* **SET PROBLEM**: Please return every line of the items that contains the word "black". Copy each of those lines as it appears.

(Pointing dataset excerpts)
>>>
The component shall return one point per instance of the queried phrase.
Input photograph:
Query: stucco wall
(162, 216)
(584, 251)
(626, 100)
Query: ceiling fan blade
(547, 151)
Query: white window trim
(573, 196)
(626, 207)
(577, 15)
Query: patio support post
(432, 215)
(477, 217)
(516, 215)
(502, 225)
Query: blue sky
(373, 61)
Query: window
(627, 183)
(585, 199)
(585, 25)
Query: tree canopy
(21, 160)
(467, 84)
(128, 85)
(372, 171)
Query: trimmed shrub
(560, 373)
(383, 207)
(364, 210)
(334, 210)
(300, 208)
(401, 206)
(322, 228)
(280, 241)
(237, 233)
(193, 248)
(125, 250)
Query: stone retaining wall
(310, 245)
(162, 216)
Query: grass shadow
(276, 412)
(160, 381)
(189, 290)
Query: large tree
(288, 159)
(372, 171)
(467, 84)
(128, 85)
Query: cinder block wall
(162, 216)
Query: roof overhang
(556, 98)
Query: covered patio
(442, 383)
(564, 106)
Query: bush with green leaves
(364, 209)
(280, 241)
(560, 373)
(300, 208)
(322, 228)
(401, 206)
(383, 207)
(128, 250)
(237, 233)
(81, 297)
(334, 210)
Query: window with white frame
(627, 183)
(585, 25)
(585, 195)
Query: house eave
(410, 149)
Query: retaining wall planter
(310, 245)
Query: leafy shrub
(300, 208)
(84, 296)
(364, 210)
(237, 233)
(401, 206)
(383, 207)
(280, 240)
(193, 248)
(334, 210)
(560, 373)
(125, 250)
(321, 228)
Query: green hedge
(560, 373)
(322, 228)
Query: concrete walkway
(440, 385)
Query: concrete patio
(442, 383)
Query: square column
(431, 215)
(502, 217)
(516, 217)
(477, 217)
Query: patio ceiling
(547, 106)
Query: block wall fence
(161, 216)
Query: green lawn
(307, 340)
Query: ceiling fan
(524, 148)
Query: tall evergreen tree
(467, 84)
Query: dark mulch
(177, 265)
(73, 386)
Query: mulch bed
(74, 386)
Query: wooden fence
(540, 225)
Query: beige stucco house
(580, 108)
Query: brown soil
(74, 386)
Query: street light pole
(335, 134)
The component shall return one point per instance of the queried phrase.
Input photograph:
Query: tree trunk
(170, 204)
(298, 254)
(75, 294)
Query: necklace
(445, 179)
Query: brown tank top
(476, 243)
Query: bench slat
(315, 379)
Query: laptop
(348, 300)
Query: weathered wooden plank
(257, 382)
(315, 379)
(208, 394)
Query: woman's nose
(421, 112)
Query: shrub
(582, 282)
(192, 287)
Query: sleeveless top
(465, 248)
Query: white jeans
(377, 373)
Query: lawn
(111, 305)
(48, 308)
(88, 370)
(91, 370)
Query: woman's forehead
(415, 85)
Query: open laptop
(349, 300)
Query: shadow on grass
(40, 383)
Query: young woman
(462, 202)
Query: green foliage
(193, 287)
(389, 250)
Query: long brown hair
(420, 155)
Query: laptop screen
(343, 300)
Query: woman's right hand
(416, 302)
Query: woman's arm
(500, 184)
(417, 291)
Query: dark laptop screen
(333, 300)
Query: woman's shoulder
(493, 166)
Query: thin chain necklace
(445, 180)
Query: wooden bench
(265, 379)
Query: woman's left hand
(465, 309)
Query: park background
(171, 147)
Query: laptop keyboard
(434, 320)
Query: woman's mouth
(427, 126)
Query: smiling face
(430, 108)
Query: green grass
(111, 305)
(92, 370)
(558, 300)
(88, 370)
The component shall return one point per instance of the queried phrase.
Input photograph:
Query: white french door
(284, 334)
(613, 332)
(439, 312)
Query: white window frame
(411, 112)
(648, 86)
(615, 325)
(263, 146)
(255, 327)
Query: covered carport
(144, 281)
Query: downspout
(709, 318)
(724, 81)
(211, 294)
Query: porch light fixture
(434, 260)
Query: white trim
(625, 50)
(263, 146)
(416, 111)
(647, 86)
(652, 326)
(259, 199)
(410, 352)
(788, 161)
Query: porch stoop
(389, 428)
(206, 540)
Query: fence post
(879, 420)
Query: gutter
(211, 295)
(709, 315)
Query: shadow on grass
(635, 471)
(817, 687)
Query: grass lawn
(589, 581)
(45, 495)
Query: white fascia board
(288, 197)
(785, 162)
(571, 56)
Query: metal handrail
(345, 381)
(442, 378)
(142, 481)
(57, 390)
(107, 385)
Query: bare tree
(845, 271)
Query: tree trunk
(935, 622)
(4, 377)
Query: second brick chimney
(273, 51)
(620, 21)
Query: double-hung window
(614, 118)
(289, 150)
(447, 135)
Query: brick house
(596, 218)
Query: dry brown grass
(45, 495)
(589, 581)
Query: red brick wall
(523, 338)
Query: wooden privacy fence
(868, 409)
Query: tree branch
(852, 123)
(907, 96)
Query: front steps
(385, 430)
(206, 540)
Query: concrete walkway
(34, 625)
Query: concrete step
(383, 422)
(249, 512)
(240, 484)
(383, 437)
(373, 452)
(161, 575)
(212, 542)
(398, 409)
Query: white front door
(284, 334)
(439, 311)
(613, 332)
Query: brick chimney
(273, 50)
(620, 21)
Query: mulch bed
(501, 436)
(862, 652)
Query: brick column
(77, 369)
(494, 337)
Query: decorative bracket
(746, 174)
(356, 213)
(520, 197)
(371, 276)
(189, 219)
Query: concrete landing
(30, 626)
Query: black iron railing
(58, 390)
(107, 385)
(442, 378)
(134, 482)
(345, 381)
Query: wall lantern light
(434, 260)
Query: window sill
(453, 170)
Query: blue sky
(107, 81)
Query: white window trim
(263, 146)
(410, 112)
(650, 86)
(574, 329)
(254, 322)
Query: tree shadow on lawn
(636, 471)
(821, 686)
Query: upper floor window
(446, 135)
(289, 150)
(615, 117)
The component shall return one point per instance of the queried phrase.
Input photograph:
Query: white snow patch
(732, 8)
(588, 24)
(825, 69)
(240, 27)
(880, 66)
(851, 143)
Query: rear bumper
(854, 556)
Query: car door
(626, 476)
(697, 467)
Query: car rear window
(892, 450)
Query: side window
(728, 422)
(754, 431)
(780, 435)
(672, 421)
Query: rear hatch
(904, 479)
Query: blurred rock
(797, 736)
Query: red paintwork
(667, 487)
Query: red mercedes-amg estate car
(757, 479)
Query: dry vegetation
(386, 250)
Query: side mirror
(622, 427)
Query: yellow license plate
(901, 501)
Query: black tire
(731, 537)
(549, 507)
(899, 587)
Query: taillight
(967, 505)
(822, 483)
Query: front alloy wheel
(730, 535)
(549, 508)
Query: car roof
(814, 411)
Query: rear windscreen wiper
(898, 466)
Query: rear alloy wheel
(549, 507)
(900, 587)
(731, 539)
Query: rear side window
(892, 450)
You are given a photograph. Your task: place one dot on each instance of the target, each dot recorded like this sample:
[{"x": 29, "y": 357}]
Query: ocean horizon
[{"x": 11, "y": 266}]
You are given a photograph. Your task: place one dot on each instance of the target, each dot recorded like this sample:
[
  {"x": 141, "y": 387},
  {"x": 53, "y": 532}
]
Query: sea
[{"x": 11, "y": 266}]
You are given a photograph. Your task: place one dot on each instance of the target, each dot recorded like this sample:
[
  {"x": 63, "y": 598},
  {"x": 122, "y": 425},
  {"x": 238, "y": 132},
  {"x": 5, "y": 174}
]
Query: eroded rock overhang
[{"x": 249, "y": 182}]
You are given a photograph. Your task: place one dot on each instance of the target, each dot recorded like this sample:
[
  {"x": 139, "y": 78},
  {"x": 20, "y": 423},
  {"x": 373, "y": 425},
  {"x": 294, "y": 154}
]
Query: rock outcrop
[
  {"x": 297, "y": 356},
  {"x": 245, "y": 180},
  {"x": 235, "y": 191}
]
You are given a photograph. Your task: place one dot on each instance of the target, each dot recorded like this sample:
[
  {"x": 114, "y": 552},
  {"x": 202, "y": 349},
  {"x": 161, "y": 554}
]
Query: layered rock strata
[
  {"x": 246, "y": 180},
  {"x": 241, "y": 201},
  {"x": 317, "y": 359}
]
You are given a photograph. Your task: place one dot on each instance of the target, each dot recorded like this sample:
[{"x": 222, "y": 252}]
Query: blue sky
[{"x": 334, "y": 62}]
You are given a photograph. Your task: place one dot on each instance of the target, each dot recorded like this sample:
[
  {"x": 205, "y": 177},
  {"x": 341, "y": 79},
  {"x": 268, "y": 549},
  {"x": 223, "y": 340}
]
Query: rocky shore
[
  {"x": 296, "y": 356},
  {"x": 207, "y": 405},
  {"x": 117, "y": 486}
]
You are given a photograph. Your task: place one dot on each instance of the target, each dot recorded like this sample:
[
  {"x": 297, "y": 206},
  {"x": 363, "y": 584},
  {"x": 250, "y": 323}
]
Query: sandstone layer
<<<
* **REPLY TO THE EXERCISE**:
Query: black iron railing
Query: black tire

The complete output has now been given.